▸ **Exercise details**
Nothing in the entries may be altered; copy them in full.

**** Data ****

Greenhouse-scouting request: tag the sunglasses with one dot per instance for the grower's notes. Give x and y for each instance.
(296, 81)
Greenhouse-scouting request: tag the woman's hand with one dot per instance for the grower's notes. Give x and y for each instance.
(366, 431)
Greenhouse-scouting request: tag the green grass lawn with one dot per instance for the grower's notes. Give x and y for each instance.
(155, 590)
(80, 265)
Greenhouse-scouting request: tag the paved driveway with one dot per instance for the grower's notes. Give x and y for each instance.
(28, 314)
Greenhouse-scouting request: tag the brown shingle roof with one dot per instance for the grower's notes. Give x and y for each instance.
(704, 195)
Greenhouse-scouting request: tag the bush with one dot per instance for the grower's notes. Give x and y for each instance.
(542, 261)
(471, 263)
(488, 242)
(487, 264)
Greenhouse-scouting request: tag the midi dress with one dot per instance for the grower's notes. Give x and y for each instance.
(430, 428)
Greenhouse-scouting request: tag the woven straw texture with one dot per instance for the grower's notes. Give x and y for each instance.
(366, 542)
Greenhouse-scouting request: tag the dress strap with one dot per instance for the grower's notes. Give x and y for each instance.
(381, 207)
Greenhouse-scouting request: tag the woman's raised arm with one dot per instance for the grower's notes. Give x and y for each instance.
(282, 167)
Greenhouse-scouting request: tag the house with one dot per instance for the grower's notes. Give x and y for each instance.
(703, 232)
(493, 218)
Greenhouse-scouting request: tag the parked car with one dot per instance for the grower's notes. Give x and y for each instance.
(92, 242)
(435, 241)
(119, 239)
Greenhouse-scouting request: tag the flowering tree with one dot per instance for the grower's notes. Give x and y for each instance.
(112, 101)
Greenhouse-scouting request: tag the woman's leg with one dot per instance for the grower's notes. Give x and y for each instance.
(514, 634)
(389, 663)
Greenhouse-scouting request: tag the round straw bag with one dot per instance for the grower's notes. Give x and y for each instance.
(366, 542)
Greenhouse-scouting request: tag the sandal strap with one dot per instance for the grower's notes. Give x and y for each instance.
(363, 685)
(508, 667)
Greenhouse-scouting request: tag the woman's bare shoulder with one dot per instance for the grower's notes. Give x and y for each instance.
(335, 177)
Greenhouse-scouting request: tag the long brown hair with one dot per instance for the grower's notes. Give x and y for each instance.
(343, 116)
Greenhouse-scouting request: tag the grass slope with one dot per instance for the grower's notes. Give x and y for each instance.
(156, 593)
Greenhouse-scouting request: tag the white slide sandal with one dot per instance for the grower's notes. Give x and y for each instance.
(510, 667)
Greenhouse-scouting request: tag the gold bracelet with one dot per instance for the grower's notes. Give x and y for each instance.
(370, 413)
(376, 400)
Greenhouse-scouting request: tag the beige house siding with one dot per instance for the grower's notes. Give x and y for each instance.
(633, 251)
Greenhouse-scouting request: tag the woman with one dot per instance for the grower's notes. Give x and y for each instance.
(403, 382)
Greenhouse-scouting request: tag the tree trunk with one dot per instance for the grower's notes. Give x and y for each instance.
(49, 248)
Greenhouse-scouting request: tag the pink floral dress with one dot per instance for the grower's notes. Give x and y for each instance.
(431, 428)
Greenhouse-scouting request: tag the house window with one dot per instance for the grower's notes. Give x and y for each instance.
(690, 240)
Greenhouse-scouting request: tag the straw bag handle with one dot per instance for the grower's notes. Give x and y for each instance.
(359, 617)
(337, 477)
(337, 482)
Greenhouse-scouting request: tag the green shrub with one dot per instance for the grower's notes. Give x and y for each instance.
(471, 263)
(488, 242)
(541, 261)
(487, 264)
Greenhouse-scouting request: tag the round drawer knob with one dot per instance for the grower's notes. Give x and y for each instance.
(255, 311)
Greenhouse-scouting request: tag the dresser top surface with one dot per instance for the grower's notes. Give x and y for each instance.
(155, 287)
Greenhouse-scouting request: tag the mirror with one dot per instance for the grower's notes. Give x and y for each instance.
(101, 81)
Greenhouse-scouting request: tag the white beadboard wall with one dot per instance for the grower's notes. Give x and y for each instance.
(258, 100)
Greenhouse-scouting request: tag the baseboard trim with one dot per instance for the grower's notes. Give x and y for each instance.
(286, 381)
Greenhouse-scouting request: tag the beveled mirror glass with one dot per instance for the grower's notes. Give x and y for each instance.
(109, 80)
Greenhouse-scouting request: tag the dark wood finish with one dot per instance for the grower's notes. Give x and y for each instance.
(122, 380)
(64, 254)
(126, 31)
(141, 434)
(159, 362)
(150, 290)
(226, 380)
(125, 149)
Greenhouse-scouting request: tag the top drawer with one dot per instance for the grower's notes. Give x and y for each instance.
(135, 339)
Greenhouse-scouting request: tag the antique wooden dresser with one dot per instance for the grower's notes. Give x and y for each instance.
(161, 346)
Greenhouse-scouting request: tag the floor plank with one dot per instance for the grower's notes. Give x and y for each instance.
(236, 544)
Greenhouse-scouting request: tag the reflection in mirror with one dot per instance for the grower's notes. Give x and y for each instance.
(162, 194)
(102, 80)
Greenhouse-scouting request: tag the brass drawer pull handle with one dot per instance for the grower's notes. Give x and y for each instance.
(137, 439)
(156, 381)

****

▸ **Problem solution**
Greenhouse-scouting request: tag the sunglasses with one dot per instance for the grower's notes. Give x and y for each instance.
(296, 81)
Greenhouse-scouting request: tag the woman's hand with one dot per instance for the grower's notes. Give x and y for each instance.
(366, 431)
Greenhouse-scouting request: tag the green grass lawn with one dot per instance for the grower's notes. Give x and y for each instance.
(155, 590)
(80, 265)
Greenhouse-scouting request: tag the paved driveway with one dot per instance for the grower's notes. Give x and y for each instance.
(28, 314)
Greenhouse-scouting request: tag the brown shingle roof with one dot per instance for the grower's notes. Give x and y for each instance.
(704, 195)
Greenhouse-scouting request: tag the bush with one dot per instance for the grower's notes. Give x and y for each instance.
(542, 261)
(471, 263)
(488, 242)
(487, 264)
Greenhouse-scouting request: tag the midi dress with one dot per instance for the grower's notes. Give x and y for each instance.
(430, 428)
Greenhouse-scouting request: tag the woven straw texture with one dot per instance for the grower's notes. Give x and y for each instance.
(366, 542)
Greenhouse-scouting request: tag the dress strap with one dot per instance for the grower's notes. Give x and y for each instance.
(381, 207)
Greenhouse-scouting request: tag the woman's raised arm with one dot per instance for the grower's notes. Give x and y for each instance.
(282, 167)
Greenhouse-scouting request: tag the house with one dot per instance for the grower's notes. Give x and y for each instance.
(703, 232)
(493, 218)
Greenhouse-scouting request: tag the parked car with one dot per instance for the grower's notes. Give x and y for each instance.
(92, 242)
(435, 241)
(119, 239)
Greenhouse-scouting request: tag the flowering tree with one dot per instance for the grower's notes. Give x and y for each instance.
(112, 101)
Greenhouse-scouting request: tag the woman's leg with one dot per instance for the grower's notes. Give x and y for each instance.
(514, 634)
(389, 663)
Greenhouse-scouting request: tag the round straw bag with one dot per instance for the grower's notes. Give x and y for each instance.
(366, 542)
Greenhouse-scouting request: tag the sandal strap with one dot per instance for the grower's notes. Give x and y for each instance.
(363, 685)
(508, 667)
Greenhouse-scouting request: tag the woman's bare shoulder with one dot per instance for the grower's notes. Give x and y for each instance.
(335, 177)
Greenhouse-scouting request: tag the long brown hair with one dot per instance for the grower's notes. Give x and y for each instance.
(343, 116)
Greenhouse-scouting request: tag the grass slope with one dot per instance for the grower's notes. Give x and y for each instance.
(156, 593)
Greenhouse-scouting request: tag the white slide sandal with one dot per instance for the grower's notes. Give x and y for each instance.
(510, 667)
Greenhouse-scouting request: tag the gold bracelet with one dot per instance for the grower's notes. Give x and y for each instance.
(370, 413)
(376, 400)
Greenhouse-scouting request: tag the beige house siding with one dot per instance for the grower's notes. Give x and y for each instance.
(633, 251)
Greenhouse-scouting request: tag the woman with one dot per instance for the grower's notes. Give x and y for each instance.
(403, 382)
Greenhouse-scouting request: tag the tree trunk with one dot per instance for the grower's notes. Give x and y for each instance.
(49, 248)
Greenhouse-scouting request: tag the pink floral dress with one dot per instance for the grower's notes. Give x and y for each instance.
(431, 428)
Greenhouse-scouting request: tag the house window with one dot per instance for the grower's notes. Give x and y for each instance.
(690, 240)
Greenhouse-scouting request: tag the straw bag handle with one dot per instance for the grower's notes. Give x and y for each instance.
(359, 617)
(337, 477)
(337, 482)
Greenhouse-scouting request: tag the green shrub with one dot per instance for the grower's notes. Give x and y for each instance.
(471, 263)
(488, 242)
(541, 261)
(487, 264)
Greenhouse-scouting request: tag the round drawer knob with one dot per instance for the grower's notes. Give x and y for each instance.
(255, 311)
Greenhouse-scouting request: tag the dresser top surface with one dot per instance for the grower's notes. Give x and y for each instance.
(155, 287)
Greenhouse-scouting request: tag the mirror with one dot per instance for the grower's notes. Give x and y for each instance.
(101, 81)
Greenhouse-scouting request: tag the white beadboard wall with one dot per instance for the grower's notes. Give x and y for each instance.
(258, 100)
Greenhouse-scouting request: tag the baseboard trim with one dot per instance for the grower's notes. Give x and y for each instance.
(286, 381)
Greenhouse-scouting request: tag the beveled mirror glass with one dot per instance for the grower's notes. Give x and y for each instance.
(109, 80)
Greenhouse-scouting request: tag the dark wood finish with one dot per instance for the grower's notes. Give x and y for each instance.
(122, 380)
(64, 254)
(126, 31)
(141, 434)
(159, 362)
(150, 290)
(226, 380)
(125, 149)
Greenhouse-scouting request: tag the top drawer with one dot per instance for the grower's notes. Give x and y for each instance.
(135, 339)
Greenhouse-scouting request: tag the antique wooden dresser with one dot per instance for the grower's notes. Give x and y for each instance.
(161, 346)
Greenhouse-scouting request: tag the floor plank with one dot per instance for the grower's notes. Give x and y for each instance.
(236, 544)
Greenhouse-scouting request: tag the reflection in mirror with one dot per instance for the grower's notes. Give x and y for each instance.
(162, 194)
(102, 80)
Greenhouse-scouting request: tag the brass drawer pull handle with one dot per instance for the grower's notes. Give x and y for each instance.
(137, 439)
(156, 381)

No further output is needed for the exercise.